> **What is expected**
Copy out, word for word, the lines from the one containing "the front splitter" through the one containing "[0,475,1270,951]", with both of those lines included.

# Start of Records for this task

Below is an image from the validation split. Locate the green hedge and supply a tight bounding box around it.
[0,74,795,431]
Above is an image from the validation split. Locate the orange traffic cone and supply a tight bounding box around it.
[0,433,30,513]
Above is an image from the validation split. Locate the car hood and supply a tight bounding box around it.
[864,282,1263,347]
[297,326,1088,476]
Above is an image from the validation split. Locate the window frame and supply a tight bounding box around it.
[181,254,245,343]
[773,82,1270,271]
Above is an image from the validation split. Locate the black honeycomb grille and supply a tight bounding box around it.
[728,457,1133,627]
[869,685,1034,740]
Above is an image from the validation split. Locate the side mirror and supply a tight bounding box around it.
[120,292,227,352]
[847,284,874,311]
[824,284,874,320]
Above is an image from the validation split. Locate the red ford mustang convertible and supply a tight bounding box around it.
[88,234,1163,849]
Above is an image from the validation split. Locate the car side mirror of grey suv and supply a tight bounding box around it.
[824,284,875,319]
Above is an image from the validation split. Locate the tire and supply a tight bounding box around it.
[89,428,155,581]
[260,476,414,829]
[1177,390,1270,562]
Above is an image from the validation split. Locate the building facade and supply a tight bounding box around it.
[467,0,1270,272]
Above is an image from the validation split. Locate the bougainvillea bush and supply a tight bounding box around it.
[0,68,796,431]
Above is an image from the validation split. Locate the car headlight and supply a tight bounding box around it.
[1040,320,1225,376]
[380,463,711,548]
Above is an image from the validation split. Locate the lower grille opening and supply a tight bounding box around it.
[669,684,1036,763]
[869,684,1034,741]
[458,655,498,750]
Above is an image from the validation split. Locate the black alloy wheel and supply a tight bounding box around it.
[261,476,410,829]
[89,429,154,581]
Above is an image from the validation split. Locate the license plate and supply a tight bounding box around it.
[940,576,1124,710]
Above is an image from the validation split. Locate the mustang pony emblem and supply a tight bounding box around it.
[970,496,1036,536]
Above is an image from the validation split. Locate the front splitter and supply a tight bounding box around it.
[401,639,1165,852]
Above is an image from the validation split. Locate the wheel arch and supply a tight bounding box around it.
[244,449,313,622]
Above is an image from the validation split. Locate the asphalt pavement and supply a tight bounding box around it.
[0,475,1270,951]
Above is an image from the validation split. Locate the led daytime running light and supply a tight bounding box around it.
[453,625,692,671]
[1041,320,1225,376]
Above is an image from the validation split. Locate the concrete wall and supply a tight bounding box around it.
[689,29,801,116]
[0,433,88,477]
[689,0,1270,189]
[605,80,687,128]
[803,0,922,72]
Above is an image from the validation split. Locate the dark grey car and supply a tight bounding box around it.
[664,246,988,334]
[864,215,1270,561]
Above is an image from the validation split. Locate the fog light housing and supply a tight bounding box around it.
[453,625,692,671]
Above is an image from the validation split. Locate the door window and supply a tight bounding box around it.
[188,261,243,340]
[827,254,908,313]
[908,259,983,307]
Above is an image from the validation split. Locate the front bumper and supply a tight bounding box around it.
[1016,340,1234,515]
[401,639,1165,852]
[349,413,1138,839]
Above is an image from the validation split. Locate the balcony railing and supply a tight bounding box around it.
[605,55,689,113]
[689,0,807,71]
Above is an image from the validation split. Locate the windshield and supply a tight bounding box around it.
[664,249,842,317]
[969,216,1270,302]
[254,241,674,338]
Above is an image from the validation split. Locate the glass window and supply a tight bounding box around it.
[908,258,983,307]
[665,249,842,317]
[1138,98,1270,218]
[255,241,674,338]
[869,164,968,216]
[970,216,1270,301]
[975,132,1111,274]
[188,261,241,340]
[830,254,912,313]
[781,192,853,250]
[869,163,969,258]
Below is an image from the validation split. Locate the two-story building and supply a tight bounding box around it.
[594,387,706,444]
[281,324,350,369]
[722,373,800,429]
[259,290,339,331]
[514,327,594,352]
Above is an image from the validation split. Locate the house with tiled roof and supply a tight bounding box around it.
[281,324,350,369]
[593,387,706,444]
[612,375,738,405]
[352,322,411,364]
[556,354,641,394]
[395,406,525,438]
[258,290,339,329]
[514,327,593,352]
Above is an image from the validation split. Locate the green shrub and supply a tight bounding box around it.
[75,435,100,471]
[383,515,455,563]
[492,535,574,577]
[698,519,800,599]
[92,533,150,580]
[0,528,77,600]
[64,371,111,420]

# End of Records for this task

> **The response**
Above is an image from the validation split. Locate the front splitter and supply a tight bounding box around it.
[401,639,1165,852]
Above is an image from the validation split. Locate the wheel arch and supply a tight bounding box around it.
[244,449,313,622]
Above is an image from the validation split. Locate the asphalt pavement and supply a tight bounding box around it.
[0,475,1270,951]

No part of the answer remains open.